* Quoted text
9.6. Handling Terminated Processes - child_died

This function is used by the Controller, Log, and History programs, because each of them can start child processes. This function is necessary because we want to handle two possibilities: the user untoggles a button to terminate a child program, or the child program gets terminated some other way. In the second case, we want the button to untoggle when the child program exits. We handle both of these cases the same, by detecting a SIGCHLD (child has died) signal as set up in the common function program_startup. Then we use the Gamma wait function to recover the child's process ID.

   /*--------------------------------------------------------------------
    * Function:    child_died
    * Returns:     t or nil
    * Description: Attached to SIGCHLD, this function wait()s for the child
    *              to die, extracts its process ID, and looks it up in the
    *              list of known children.  It then updates the list and if
    *              there is a GUI button attached, evaluates the cmd argument
    *              to pop out the button. Since this is attached to SIGCHLD,
    *              wait() should never block, as the data must be available
    *              immediately in order for SIGCHLD to have occurred. However,
    *              the Linux OS 'system' call creates spurious SIGCHLD calls,
    *              and as a general safety measure, we use the WNOHANG option,
    *              and call wait() on any signal (task ID parameter is 0).

* Provided information
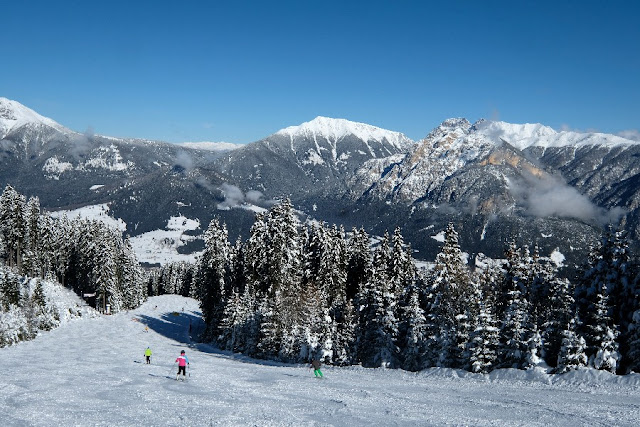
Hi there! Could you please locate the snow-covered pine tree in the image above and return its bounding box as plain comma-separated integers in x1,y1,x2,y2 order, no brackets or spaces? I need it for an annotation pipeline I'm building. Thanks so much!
554,318,587,374
346,228,373,307
22,197,41,277
427,223,474,368
357,261,398,368
542,277,575,367
585,284,620,374
498,270,530,369
627,310,640,373
195,218,230,340
467,303,500,374
0,184,26,268
401,286,426,371
116,237,147,310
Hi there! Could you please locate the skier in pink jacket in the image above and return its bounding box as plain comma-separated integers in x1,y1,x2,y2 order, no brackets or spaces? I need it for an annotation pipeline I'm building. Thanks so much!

* Requirements
A. In the section on handling terminated processes, which common function sets up detection of the SIGCHLD signal?
B. Continue the section on handling terminated processes, picking up right after its last line.

* Written responses
A. program_startup

B.
    *------------------------------------------------------------------*/
   function child_died (cmd)
   {
     local child_data;
     local child, button;
     
     child_data = wait (0, WNOHANG);
     
     if(list_p(child_data))
       {
         child = car (assoc_equal (car(child_data), Children));
         Children = nremove (child, Children);

The child must be removed from the Children association list of the parent program (explained in the commentary on start_process for the control.g program). We use the Gamma assoc_equal function to find the sub-list containing the process ID of the dead child. Then we use nremove to remove that sub-list from Children. Other Gamma functions used are variations of car for accessing parts of a list.

         if(cadr(child))
           princ (cadr(child), " died\n");
         if(button = caddr(child))
           if (!destroyed_p(button))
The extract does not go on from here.